Raw data:
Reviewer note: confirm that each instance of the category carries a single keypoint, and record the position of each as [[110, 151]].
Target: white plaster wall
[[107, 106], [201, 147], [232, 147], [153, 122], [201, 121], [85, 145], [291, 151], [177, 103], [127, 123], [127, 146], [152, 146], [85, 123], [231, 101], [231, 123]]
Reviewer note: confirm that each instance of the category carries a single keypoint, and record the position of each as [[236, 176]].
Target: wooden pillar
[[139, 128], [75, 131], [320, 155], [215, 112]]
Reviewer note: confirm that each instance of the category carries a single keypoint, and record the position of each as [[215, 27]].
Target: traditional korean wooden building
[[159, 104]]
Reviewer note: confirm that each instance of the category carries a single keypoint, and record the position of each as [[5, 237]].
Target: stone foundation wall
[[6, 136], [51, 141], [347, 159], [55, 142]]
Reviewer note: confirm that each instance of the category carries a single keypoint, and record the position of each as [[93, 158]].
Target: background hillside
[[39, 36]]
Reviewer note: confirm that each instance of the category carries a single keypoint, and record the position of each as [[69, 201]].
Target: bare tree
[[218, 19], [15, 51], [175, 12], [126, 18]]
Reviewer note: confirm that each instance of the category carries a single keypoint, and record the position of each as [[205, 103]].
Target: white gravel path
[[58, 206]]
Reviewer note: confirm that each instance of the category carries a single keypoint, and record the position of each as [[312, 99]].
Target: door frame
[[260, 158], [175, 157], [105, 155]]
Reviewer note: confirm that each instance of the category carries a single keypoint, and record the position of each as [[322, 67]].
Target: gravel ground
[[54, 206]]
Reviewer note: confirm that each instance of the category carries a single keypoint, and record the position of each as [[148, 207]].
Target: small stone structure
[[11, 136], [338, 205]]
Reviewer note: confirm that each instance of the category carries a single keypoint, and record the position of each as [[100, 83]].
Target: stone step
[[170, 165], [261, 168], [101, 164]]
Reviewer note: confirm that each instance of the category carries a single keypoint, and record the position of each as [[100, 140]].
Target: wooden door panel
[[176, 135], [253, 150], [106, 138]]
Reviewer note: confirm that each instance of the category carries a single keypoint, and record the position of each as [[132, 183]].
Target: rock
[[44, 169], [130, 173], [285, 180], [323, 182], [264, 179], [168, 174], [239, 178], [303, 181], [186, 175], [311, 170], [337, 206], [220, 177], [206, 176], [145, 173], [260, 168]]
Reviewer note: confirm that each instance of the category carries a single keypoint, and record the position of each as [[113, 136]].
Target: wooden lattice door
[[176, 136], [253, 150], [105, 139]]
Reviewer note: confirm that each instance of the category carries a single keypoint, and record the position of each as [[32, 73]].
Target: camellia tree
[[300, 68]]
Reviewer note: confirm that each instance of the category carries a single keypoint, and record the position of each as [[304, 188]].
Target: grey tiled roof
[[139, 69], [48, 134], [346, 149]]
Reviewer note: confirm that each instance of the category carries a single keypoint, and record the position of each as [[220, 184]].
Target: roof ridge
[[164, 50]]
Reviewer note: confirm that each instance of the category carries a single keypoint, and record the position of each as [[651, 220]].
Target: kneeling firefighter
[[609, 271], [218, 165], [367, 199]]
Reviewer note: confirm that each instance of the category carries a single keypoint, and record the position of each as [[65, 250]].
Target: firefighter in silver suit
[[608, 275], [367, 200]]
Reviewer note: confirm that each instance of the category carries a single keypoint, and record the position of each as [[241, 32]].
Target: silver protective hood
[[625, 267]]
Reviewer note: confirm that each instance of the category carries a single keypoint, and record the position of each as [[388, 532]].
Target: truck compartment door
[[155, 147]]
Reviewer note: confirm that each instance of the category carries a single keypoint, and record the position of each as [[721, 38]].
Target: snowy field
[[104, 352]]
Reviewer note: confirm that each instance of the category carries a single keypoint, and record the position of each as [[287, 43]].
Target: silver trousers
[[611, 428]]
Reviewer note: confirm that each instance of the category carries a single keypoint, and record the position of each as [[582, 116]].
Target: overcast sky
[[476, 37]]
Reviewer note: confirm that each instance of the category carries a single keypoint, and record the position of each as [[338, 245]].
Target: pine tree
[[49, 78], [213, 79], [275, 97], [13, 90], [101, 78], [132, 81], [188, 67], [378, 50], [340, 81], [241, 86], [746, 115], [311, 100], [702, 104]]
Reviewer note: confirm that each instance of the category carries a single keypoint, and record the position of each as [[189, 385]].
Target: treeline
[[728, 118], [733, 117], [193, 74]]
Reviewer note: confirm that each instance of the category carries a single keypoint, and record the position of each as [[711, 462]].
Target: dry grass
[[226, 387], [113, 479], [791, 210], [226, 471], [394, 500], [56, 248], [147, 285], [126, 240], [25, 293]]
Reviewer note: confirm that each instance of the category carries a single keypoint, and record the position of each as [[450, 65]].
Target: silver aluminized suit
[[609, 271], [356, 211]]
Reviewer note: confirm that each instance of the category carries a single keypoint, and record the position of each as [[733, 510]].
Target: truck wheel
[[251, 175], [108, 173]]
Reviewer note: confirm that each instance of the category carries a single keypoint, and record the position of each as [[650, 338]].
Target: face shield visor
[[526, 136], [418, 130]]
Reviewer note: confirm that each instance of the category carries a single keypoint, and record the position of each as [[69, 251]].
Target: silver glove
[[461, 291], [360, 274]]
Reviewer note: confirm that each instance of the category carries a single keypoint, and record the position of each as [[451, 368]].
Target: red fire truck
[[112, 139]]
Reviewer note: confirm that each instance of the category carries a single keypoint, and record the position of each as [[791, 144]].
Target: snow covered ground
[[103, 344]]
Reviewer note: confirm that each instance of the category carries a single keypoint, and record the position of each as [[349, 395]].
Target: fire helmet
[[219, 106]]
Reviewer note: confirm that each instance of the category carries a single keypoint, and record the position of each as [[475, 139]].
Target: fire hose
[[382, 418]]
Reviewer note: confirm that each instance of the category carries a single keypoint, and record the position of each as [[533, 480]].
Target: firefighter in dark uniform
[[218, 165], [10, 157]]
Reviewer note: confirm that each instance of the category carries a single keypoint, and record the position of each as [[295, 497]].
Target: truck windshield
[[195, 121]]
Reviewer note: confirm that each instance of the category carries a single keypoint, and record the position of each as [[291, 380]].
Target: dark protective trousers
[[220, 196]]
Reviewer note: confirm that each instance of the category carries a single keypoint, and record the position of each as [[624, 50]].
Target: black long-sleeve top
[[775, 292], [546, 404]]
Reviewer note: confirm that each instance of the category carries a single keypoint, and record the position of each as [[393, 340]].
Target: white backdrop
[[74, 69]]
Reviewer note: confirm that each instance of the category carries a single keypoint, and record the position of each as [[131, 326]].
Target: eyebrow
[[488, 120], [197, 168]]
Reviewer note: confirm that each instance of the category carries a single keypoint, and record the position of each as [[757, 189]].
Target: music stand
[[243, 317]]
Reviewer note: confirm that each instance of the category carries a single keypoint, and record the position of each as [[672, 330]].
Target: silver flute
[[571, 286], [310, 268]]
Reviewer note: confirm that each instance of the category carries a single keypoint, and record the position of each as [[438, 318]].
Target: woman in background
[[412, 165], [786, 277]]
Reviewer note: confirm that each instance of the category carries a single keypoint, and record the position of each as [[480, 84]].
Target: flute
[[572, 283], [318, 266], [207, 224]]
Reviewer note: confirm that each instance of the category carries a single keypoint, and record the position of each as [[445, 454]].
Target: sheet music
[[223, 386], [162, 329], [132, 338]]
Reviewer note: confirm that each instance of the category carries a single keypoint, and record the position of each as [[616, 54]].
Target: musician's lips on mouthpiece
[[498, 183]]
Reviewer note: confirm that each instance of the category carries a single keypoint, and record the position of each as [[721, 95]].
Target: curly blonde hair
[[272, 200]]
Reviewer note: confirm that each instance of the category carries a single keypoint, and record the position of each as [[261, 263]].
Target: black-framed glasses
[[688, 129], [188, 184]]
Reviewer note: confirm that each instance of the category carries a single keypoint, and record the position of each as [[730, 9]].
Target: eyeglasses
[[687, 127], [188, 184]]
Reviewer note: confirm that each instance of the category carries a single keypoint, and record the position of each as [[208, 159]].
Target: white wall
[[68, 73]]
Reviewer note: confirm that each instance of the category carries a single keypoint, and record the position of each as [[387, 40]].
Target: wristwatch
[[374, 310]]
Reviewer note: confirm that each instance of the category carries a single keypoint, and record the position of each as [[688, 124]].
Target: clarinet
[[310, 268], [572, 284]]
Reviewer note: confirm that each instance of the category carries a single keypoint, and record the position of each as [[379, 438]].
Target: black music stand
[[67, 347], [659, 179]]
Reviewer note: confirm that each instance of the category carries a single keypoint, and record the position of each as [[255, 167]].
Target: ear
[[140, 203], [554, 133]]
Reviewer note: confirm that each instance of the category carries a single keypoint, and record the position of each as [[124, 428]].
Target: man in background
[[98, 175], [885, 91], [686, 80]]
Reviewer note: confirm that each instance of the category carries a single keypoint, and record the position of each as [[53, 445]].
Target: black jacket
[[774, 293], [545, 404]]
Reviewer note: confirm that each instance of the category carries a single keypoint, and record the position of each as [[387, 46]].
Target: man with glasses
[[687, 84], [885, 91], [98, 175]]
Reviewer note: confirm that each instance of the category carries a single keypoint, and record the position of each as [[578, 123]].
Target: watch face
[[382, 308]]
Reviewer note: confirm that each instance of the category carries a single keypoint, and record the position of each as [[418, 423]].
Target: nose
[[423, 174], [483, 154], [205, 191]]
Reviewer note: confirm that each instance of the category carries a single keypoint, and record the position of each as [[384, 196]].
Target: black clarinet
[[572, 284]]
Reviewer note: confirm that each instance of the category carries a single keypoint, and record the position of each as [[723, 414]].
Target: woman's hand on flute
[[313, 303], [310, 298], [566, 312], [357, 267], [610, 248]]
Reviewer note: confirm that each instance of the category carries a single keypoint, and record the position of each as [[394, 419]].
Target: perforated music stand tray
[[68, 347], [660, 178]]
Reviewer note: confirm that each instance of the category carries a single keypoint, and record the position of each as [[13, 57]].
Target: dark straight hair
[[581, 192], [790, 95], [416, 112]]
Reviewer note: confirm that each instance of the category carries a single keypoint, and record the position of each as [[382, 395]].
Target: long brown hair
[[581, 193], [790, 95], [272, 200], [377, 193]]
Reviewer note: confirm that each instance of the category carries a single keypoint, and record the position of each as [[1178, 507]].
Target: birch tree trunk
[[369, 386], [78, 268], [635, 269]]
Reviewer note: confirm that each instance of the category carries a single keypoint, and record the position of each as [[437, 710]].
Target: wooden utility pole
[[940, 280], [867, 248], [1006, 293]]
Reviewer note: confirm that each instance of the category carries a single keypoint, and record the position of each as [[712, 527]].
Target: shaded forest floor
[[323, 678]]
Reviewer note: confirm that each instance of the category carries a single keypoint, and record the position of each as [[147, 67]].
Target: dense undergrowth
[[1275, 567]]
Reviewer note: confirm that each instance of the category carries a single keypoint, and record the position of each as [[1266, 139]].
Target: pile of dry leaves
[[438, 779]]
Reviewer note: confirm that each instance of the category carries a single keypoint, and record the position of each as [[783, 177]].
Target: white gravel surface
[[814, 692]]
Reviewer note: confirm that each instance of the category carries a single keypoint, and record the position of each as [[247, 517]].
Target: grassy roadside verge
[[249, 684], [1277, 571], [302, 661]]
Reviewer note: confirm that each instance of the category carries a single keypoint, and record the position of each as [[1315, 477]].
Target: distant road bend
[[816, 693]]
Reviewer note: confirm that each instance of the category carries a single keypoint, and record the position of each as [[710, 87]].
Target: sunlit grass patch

Task instructions: Reproduce the rows from the line with "as [[132, 183]]." to the line with "[[139, 69], [48, 134], [346, 149]]", substituting "pine tree" for "camellia tree" and leaving everything else unchanged.

Written answer:
Reviewer note: confirm that each instance of the category carries a single keypoint, and record the position of each as [[132, 183]].
Target: rock
[[44, 169], [130, 173], [285, 180], [323, 182], [264, 179], [168, 174], [239, 178], [303, 181], [186, 175], [311, 170], [337, 206], [220, 177], [206, 176], [145, 173], [260, 168]]
Reviewer note: confirm that each instance of the category carries a single keypoint, and record the position of each as [[113, 136]].
Target: wooden lattice door
[[176, 136], [253, 150], [105, 139]]
Reviewer note: confirm that each instance of the category carries a single keypoint, and record the position of each as [[32, 73]].
Target: pine tree
[[300, 68]]
Reviewer note: confirm that each instance of the category carries a single keypoint, and record the position of each as [[304, 188]].
Target: grey tiled roof
[[139, 69], [48, 134], [346, 149]]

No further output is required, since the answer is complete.